### Exercise prompt
Count the lines of the records that contain the string "slice", with case mattering, and give only that number.
>> start Working data
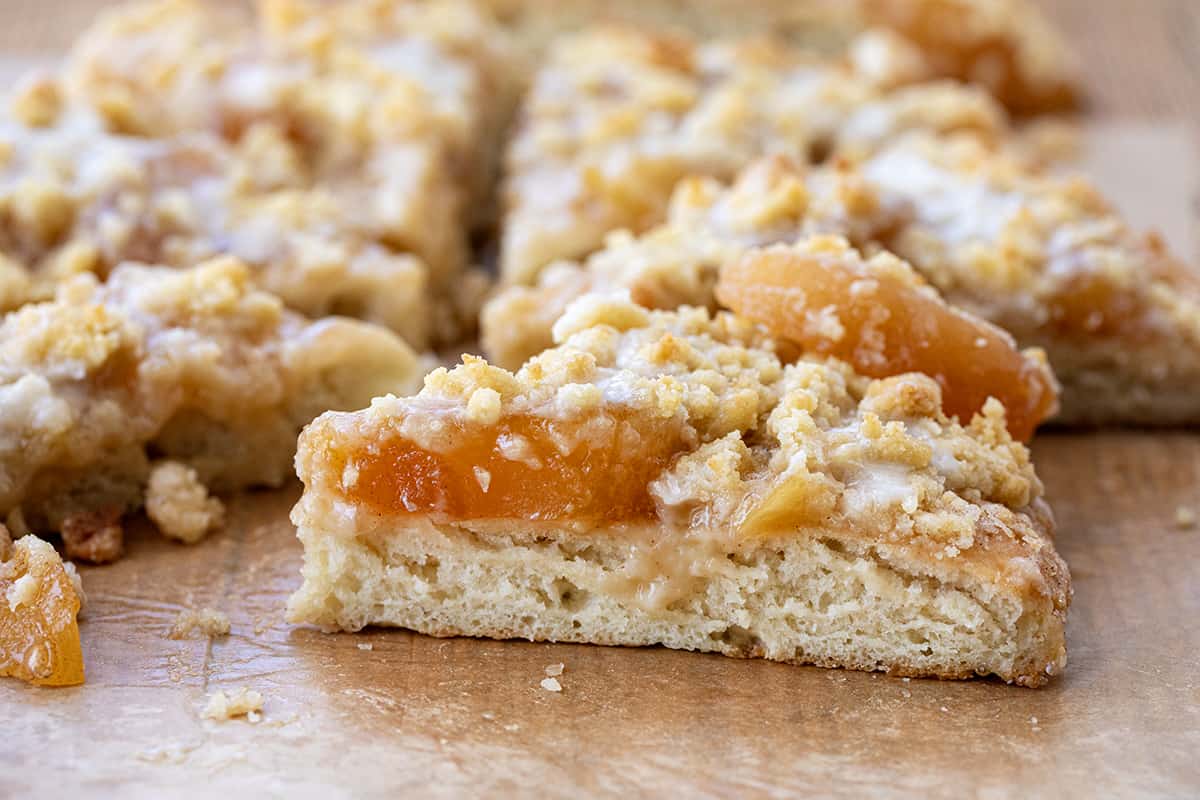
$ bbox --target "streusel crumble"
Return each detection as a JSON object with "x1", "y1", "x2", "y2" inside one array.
[
  {"x1": 0, "y1": 259, "x2": 419, "y2": 561},
  {"x1": 500, "y1": 28, "x2": 1007, "y2": 283},
  {"x1": 289, "y1": 295, "x2": 1069, "y2": 685}
]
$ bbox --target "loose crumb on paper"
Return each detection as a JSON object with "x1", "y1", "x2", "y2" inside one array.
[
  {"x1": 167, "y1": 608, "x2": 229, "y2": 639},
  {"x1": 200, "y1": 686, "x2": 263, "y2": 722},
  {"x1": 146, "y1": 461, "x2": 224, "y2": 545}
]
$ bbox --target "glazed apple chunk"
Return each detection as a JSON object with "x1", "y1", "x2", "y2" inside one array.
[
  {"x1": 716, "y1": 237, "x2": 1057, "y2": 441},
  {"x1": 288, "y1": 295, "x2": 1069, "y2": 685},
  {"x1": 0, "y1": 525, "x2": 84, "y2": 686}
]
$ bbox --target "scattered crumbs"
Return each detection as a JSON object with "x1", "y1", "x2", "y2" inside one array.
[
  {"x1": 1175, "y1": 506, "x2": 1196, "y2": 530},
  {"x1": 167, "y1": 608, "x2": 229, "y2": 639},
  {"x1": 200, "y1": 687, "x2": 263, "y2": 722}
]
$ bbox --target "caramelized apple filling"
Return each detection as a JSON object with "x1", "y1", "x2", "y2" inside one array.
[
  {"x1": 0, "y1": 536, "x2": 83, "y2": 686},
  {"x1": 716, "y1": 240, "x2": 1057, "y2": 441},
  {"x1": 341, "y1": 410, "x2": 683, "y2": 523}
]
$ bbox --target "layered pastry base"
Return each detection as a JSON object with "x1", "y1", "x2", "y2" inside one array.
[
  {"x1": 481, "y1": 134, "x2": 1200, "y2": 425},
  {"x1": 288, "y1": 284, "x2": 1069, "y2": 686},
  {"x1": 499, "y1": 28, "x2": 1007, "y2": 283},
  {"x1": 0, "y1": 259, "x2": 421, "y2": 561}
]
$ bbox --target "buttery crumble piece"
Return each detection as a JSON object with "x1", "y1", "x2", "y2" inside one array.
[
  {"x1": 1175, "y1": 506, "x2": 1196, "y2": 530},
  {"x1": 472, "y1": 0, "x2": 1080, "y2": 114},
  {"x1": 288, "y1": 295, "x2": 1070, "y2": 686},
  {"x1": 59, "y1": 507, "x2": 125, "y2": 564},
  {"x1": 167, "y1": 608, "x2": 229, "y2": 639},
  {"x1": 0, "y1": 259, "x2": 418, "y2": 554},
  {"x1": 200, "y1": 686, "x2": 263, "y2": 722},
  {"x1": 0, "y1": 0, "x2": 516, "y2": 348},
  {"x1": 145, "y1": 461, "x2": 224, "y2": 545},
  {"x1": 500, "y1": 28, "x2": 1008, "y2": 284}
]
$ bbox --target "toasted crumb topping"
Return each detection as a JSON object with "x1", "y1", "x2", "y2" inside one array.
[
  {"x1": 482, "y1": 136, "x2": 1200, "y2": 417},
  {"x1": 0, "y1": 259, "x2": 416, "y2": 546},
  {"x1": 200, "y1": 686, "x2": 263, "y2": 722},
  {"x1": 500, "y1": 28, "x2": 1007, "y2": 283},
  {"x1": 0, "y1": 0, "x2": 515, "y2": 348},
  {"x1": 167, "y1": 608, "x2": 229, "y2": 639}
]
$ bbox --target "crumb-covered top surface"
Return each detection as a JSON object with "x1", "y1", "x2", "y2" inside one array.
[
  {"x1": 0, "y1": 259, "x2": 415, "y2": 542},
  {"x1": 298, "y1": 295, "x2": 1050, "y2": 599},
  {"x1": 500, "y1": 28, "x2": 1007, "y2": 283}
]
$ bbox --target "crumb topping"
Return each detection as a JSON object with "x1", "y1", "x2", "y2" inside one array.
[
  {"x1": 500, "y1": 28, "x2": 1007, "y2": 283},
  {"x1": 145, "y1": 461, "x2": 224, "y2": 545},
  {"x1": 200, "y1": 686, "x2": 263, "y2": 722},
  {"x1": 307, "y1": 295, "x2": 1042, "y2": 568},
  {"x1": 167, "y1": 608, "x2": 229, "y2": 639},
  {"x1": 0, "y1": 259, "x2": 416, "y2": 546}
]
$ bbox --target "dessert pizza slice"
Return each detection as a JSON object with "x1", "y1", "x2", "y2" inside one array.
[
  {"x1": 0, "y1": 259, "x2": 418, "y2": 561},
  {"x1": 849, "y1": 136, "x2": 1200, "y2": 425},
  {"x1": 484, "y1": 0, "x2": 1079, "y2": 113},
  {"x1": 500, "y1": 28, "x2": 1007, "y2": 283},
  {"x1": 0, "y1": 532, "x2": 84, "y2": 686},
  {"x1": 288, "y1": 281, "x2": 1069, "y2": 686}
]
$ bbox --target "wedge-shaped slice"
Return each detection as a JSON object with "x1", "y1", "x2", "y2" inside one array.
[
  {"x1": 289, "y1": 295, "x2": 1069, "y2": 686},
  {"x1": 64, "y1": 0, "x2": 511, "y2": 341},
  {"x1": 0, "y1": 259, "x2": 418, "y2": 557},
  {"x1": 500, "y1": 28, "x2": 1007, "y2": 283},
  {"x1": 0, "y1": 525, "x2": 83, "y2": 686},
  {"x1": 480, "y1": 156, "x2": 878, "y2": 369},
  {"x1": 854, "y1": 0, "x2": 1079, "y2": 114}
]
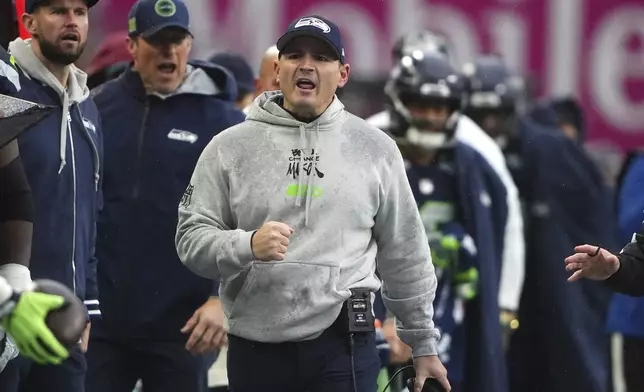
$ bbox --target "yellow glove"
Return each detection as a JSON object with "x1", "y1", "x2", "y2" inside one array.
[{"x1": 0, "y1": 291, "x2": 69, "y2": 365}]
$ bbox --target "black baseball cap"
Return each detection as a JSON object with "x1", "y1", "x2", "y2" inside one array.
[
  {"x1": 127, "y1": 0, "x2": 190, "y2": 38},
  {"x1": 277, "y1": 15, "x2": 345, "y2": 64},
  {"x1": 25, "y1": 0, "x2": 98, "y2": 14}
]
>> end Working data
### The response
2